#### Records for processing:
'''

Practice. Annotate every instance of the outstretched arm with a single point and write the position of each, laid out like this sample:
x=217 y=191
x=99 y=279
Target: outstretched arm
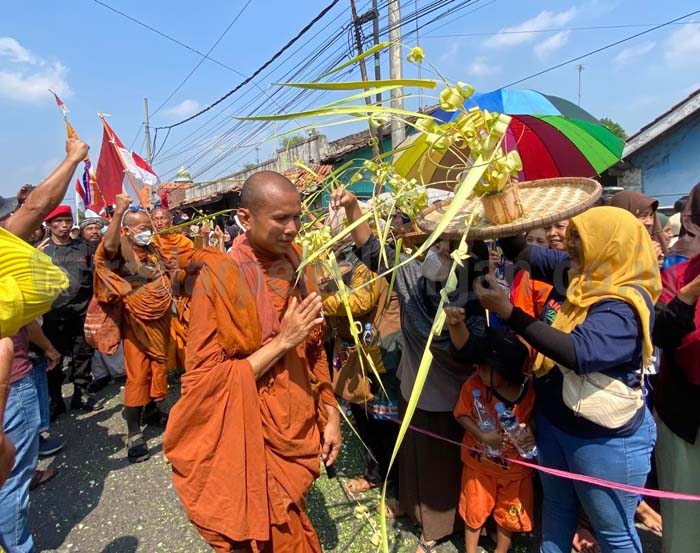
x=46 y=197
x=112 y=237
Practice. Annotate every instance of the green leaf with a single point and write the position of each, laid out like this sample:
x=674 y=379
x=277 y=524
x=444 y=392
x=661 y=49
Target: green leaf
x=337 y=110
x=378 y=48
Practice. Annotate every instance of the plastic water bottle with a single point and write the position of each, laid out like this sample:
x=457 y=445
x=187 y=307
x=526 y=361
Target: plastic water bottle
x=516 y=433
x=485 y=422
x=369 y=336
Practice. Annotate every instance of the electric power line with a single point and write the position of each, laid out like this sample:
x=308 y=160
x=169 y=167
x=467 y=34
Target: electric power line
x=533 y=31
x=602 y=48
x=259 y=70
x=204 y=57
x=168 y=37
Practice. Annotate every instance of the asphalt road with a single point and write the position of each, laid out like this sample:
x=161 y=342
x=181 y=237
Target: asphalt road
x=100 y=503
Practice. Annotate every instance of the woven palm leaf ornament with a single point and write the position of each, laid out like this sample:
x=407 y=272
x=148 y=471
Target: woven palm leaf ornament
x=464 y=155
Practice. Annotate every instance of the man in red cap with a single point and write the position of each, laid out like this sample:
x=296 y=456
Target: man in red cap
x=63 y=325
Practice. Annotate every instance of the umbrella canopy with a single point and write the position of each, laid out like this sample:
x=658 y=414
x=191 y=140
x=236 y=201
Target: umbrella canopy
x=554 y=137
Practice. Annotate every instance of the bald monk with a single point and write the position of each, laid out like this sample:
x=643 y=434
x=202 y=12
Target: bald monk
x=257 y=409
x=172 y=244
x=132 y=272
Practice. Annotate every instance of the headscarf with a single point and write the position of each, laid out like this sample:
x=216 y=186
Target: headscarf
x=610 y=269
x=688 y=244
x=636 y=203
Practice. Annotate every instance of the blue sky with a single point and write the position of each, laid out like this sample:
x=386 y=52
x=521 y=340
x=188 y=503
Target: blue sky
x=98 y=61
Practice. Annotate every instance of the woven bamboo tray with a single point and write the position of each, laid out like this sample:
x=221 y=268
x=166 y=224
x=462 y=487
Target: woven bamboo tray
x=544 y=202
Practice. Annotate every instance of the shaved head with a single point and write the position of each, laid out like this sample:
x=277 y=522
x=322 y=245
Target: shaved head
x=160 y=212
x=260 y=189
x=161 y=218
x=136 y=218
x=270 y=213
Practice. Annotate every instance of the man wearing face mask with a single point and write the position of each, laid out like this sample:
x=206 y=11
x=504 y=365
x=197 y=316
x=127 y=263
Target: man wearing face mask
x=63 y=325
x=132 y=273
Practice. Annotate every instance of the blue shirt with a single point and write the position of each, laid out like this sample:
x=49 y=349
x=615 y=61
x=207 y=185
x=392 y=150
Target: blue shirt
x=609 y=340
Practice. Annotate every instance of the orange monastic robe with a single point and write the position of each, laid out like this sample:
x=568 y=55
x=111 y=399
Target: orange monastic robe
x=139 y=280
x=173 y=245
x=245 y=453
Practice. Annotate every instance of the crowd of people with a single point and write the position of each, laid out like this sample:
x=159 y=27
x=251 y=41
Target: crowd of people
x=583 y=333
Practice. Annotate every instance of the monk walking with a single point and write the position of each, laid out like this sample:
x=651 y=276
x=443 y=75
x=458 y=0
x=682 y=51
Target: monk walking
x=172 y=244
x=257 y=407
x=132 y=273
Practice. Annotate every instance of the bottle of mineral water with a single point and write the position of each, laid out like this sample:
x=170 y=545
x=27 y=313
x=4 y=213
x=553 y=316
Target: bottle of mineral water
x=369 y=336
x=516 y=433
x=485 y=422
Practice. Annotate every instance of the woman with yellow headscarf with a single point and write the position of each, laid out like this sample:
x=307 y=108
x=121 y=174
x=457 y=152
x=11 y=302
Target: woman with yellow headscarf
x=591 y=417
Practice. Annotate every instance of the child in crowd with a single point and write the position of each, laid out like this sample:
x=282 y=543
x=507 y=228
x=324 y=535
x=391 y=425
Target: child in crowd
x=492 y=485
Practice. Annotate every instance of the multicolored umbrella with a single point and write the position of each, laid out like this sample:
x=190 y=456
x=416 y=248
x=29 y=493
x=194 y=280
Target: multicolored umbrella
x=554 y=137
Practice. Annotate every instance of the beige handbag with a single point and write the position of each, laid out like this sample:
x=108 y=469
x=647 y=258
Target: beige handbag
x=601 y=399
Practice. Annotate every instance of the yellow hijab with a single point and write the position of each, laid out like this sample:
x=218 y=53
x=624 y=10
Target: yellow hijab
x=618 y=259
x=29 y=282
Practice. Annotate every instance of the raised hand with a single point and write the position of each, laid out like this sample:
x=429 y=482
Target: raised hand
x=76 y=150
x=299 y=319
x=454 y=315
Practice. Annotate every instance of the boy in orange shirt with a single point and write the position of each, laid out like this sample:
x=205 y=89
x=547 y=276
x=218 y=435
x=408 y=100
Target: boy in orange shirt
x=492 y=485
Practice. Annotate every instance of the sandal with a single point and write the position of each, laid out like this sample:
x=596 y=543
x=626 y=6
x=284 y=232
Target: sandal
x=426 y=546
x=392 y=508
x=42 y=477
x=137 y=448
x=360 y=485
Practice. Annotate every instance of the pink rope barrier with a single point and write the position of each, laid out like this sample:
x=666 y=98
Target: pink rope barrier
x=565 y=474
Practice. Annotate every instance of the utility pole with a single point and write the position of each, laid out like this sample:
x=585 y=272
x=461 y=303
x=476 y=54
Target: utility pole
x=580 y=69
x=420 y=66
x=147 y=130
x=398 y=132
x=376 y=137
x=377 y=57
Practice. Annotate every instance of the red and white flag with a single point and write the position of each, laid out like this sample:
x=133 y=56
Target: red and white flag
x=119 y=170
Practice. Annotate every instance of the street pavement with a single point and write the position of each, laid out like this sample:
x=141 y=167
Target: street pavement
x=100 y=503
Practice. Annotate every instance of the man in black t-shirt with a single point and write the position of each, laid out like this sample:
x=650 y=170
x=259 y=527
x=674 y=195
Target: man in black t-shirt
x=63 y=325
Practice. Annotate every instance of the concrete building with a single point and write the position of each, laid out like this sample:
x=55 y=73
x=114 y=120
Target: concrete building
x=662 y=160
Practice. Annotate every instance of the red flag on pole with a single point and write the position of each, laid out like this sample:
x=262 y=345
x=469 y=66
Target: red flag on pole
x=119 y=169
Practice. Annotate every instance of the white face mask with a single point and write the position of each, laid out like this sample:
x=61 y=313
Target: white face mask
x=435 y=267
x=143 y=238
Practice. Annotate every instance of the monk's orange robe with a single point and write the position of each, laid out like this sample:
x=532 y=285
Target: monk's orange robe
x=245 y=453
x=173 y=245
x=139 y=279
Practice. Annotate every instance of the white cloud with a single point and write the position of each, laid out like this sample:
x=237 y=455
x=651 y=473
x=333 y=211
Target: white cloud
x=517 y=34
x=683 y=45
x=636 y=51
x=25 y=77
x=13 y=50
x=183 y=109
x=551 y=44
x=481 y=67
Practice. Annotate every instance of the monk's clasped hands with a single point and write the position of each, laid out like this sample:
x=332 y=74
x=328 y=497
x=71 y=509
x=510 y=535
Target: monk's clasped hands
x=300 y=319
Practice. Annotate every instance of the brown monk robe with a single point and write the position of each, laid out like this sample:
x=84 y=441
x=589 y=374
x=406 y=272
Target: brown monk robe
x=172 y=245
x=133 y=273
x=257 y=408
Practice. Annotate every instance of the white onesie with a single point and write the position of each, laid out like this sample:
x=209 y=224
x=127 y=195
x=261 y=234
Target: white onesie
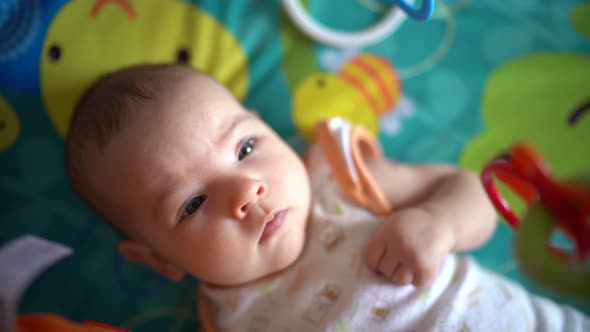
x=329 y=288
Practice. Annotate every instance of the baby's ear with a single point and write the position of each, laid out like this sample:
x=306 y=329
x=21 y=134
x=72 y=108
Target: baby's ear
x=139 y=253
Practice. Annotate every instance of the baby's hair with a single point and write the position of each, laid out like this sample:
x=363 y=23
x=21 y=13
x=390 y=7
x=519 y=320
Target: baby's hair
x=104 y=110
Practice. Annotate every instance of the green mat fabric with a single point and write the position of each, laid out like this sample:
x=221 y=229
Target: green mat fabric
x=475 y=79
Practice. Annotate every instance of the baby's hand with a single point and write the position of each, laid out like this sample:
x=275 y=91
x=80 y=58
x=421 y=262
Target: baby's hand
x=410 y=247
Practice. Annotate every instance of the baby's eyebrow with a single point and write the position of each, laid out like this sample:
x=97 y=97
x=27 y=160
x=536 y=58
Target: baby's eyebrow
x=231 y=127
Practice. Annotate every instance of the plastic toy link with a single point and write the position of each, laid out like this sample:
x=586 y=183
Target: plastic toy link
x=552 y=205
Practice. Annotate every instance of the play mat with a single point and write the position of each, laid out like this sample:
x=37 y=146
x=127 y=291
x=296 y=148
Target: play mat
x=460 y=88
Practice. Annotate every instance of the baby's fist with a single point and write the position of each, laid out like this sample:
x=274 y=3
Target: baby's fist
x=410 y=247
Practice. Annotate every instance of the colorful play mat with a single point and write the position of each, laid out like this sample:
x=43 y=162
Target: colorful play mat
x=460 y=88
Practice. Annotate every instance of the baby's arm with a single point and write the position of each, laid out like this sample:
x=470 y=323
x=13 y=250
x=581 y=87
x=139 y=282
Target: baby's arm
x=436 y=209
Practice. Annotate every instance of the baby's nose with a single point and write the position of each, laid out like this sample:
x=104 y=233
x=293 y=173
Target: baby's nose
x=245 y=194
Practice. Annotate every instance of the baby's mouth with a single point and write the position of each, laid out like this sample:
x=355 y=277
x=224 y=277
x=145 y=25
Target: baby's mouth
x=272 y=225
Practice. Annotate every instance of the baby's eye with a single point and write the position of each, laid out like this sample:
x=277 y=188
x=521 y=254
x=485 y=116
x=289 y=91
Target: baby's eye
x=246 y=149
x=194 y=204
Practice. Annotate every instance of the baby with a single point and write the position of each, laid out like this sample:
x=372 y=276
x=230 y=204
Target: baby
x=346 y=241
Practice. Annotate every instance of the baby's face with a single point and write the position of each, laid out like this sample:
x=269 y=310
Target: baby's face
x=207 y=186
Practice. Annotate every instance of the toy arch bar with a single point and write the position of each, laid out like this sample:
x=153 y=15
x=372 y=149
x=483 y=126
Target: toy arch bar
x=382 y=29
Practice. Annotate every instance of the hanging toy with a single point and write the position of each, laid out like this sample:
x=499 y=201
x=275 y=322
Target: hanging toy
x=371 y=35
x=552 y=205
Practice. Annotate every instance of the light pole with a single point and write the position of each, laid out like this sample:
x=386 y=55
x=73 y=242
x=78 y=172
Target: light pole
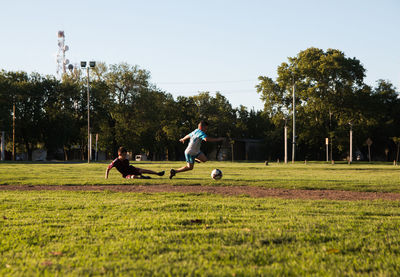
x=351 y=143
x=91 y=65
x=285 y=138
x=294 y=122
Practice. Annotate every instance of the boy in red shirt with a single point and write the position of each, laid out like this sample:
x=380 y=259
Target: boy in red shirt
x=128 y=171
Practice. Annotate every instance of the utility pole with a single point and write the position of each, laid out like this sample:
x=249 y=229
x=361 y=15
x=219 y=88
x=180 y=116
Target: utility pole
x=351 y=143
x=294 y=123
x=3 y=158
x=285 y=138
x=88 y=100
x=13 y=152
x=83 y=65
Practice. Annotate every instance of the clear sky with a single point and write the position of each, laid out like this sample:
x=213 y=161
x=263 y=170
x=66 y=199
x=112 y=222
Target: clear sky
x=209 y=45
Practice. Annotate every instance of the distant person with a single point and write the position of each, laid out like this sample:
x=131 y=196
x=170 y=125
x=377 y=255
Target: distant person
x=128 y=171
x=192 y=152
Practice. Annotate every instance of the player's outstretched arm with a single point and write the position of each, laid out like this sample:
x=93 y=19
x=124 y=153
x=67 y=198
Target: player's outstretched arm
x=208 y=139
x=184 y=138
x=107 y=171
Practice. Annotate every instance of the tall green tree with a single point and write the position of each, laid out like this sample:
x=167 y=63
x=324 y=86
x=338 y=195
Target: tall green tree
x=329 y=87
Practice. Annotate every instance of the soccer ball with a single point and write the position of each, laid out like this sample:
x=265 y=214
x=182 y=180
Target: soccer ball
x=216 y=174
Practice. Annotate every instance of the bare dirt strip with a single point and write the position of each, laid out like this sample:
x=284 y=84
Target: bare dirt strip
x=258 y=192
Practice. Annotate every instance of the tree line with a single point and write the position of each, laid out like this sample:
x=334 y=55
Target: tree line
x=127 y=109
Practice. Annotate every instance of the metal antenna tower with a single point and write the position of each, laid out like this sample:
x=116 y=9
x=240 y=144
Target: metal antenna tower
x=62 y=62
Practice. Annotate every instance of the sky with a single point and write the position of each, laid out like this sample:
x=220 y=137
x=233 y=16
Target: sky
x=209 y=45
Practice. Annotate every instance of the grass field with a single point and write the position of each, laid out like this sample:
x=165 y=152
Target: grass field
x=357 y=177
x=70 y=233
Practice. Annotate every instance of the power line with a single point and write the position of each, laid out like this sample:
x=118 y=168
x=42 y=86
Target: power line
x=206 y=82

'''

#### Task objective:
Rewrite the entries from the line containing "Practice. Annotate every instance of the baby's face" through the line containing "x=192 y=152" as a Markdown table with the columns "Row" and "Line", putting each line in its own numbered row. Skip blank lines and leave out the pictures.

#### Answer to this exercise:
| Row | Line |
|---|---|
| 1 | Practice. Annotate every instance of the baby's face with a single point and write the position of each, laid out like this sample: |
| 2 | x=269 y=310 |
| 3 | Target: baby's face |
| 4 | x=207 y=186 |
| 5 | Practice. Annotate every instance of the toy arch bar with a single point and write the position of each, laid out like this sample: |
| 6 | x=153 y=15 |
| 7 | x=372 y=149 |
| 8 | x=483 y=126 |
| 9 | Target: toy arch bar |
| 10 | x=382 y=29 |
| 11 | Practice. Annotate every instance of the hanging toy with a single point and write the position of each, laid out like this sample: |
| 12 | x=499 y=201 |
| 13 | x=275 y=322 |
| 14 | Target: hanging toy |
| 15 | x=371 y=35 |
| 16 | x=552 y=205 |
| 17 | Practice. Annotate every instance of the light pole with a single point and write the position of each, laid out like this sample: |
| 18 | x=386 y=55 |
| 19 | x=73 y=242 |
| 20 | x=78 y=172 |
| 21 | Target: light pole |
| 22 | x=351 y=143 |
| 23 | x=91 y=65 |
| 24 | x=285 y=138 |
| 25 | x=294 y=122 |
| 26 | Practice. Annotate every instance of the boy in red shirt with a single point and write the position of each, laid out like this sample: |
| 27 | x=380 y=259 |
| 28 | Target: boy in red shirt |
| 29 | x=128 y=171 |
| 30 | Practice. Annotate every instance of the utility pole with a single point and write the position of each, laid out like this sample: |
| 31 | x=249 y=229 |
| 32 | x=361 y=15 |
| 33 | x=219 y=88 |
| 34 | x=180 y=116 |
| 35 | Target: utility pole |
| 36 | x=351 y=143 |
| 37 | x=294 y=123 |
| 38 | x=3 y=158 |
| 39 | x=285 y=138 |
| 40 | x=88 y=100 |
| 41 | x=13 y=152 |
| 42 | x=83 y=65 |
| 43 | Practice. Annotate every instance of the clear sky with a single point and write the position of each, laid out like this sample: |
| 44 | x=213 y=161 |
| 45 | x=263 y=170 |
| 46 | x=66 y=199 |
| 47 | x=112 y=222 |
| 48 | Target: clear sky |
| 49 | x=209 y=45 |
| 50 | Practice. Annotate every instance of the distant person with a single point and write the position of each, laid out like this sample: |
| 51 | x=131 y=196 |
| 52 | x=170 y=125 |
| 53 | x=377 y=255 |
| 54 | Target: distant person |
| 55 | x=128 y=171 |
| 56 | x=192 y=152 |